→ SELECTED TEXT:
────────

Morton Sosland

As a year ends that a lot of people, including many in grain-based foods, would describe as “good riddance,” it may already be too late to list objectives for accomplishment in the new year. Yet, the issue that comes to mind is so important, yet so challenging and so difficult to deal with successfully, that it needs stating as not just a New Year wish but as an object deserving of constant attention. Being sought is either a proven way of accurately measuring the role of specific food nutrients in health or persuading nutrition leaders that claims for the health-related effects, either good or bad, of specific foods are without merit based on present science.

Yes, the goal is to do away with all assertions about what foods are recommended to spur advances in peoples’ health as well as what foods are negatives and cited as the cause of a range of health-related problems like obesity. Sure, the grain-based foods industry has a major stake in getting this done. The industry has suffered numerous setbacks with consumers influenced by the drumbeat declaring products made with whole grain flour superior to those made with enriched wheat flour. Calling the latter a “processed food” in order to discourage its use has not just been insulting but a negative affecting consumers’ attitudes toward all products made with wheat flour.

At long last in the past year acknowledgement spread and then gained professional credibility for the assertion that, as one expert said, “We don’t know how to measure diet or exercise” in terms of their specific benefits for humans. It is Dr. Barnett S. Kramer, director of disease prevention at the National Cancer Institute, who made this statement in leading efforts he has undertaken to remove the many inconsistencies in health-related advice. The only food recommendations truly based on science are that if you eat too many calories you will gain weight, and if you exercise enough you may lose some. But all else in what is rightly called a “cacophony of poorly designed research” needs attention to avoid what Dr. Kramer wisely calls whipsaw literature. An example of the latter was “one week drinking coffee is good for you, and the next week is lethal.”

────────

→ INFORMATION SHOWN:
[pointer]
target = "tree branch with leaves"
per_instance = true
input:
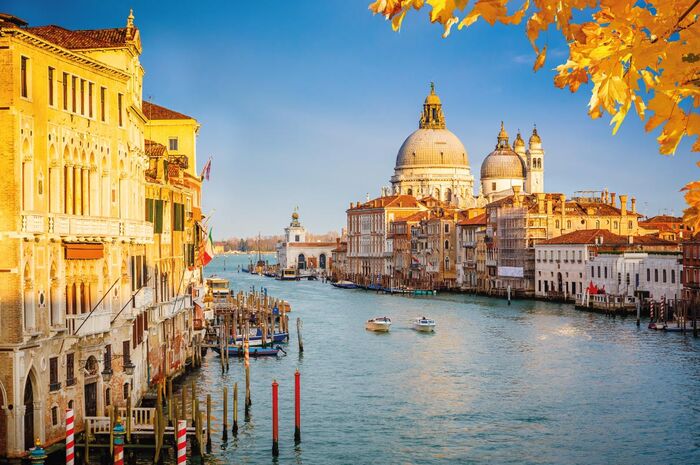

────────

In the text about health claims for foods, what position does Dr. Barnett S. Kramer hold?

→ SOLUTION BELOW: He is director of disease prevention at the National Cancer Institute.